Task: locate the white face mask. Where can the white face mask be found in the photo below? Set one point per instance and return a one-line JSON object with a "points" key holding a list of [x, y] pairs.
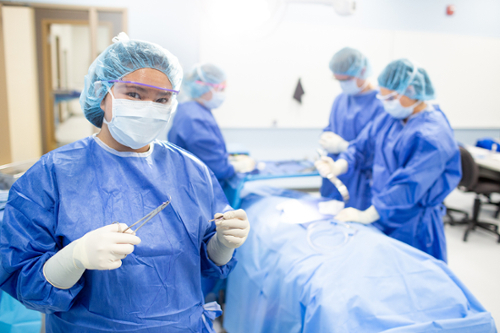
{"points": [[218, 97], [136, 124]]}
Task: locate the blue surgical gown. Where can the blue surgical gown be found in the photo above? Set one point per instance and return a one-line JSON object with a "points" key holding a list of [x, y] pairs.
{"points": [[194, 128], [415, 166], [349, 115], [87, 185]]}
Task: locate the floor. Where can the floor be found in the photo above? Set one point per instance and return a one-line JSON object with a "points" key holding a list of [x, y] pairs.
{"points": [[475, 262]]}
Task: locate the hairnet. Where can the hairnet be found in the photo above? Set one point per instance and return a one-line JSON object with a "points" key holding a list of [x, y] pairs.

____

- **Your instructions**
Copy all of the data above word for word, but leave out the pictures.

- **Result of this task**
Task: locate the white face mask. Where can the white face mask be found in the photo below? Set one point per instance and return a one-line JSON object with a "points" key holding a list of [x, y] pairs.
{"points": [[218, 97], [136, 124]]}
Task: locate the blue surgical gown. Where can the blue surgical gown be found in the photo above? Set one point per instance and return a one-line JSON object with a "points" key holding a list of [x, y] pairs.
{"points": [[194, 128], [415, 166], [349, 115], [87, 185]]}
Task: locate the floor. Where can the floor be found in the photo above? Set one point per instance and return a one-line JSON object with a "points" key holding a list of [x, y] pairs.
{"points": [[475, 262]]}
Task: locate the hairnet. Where can the hairnet be found in the photo above? Set one point per instance and return a one-line JSON object with a "points" key holding a list of [x, y] pairs.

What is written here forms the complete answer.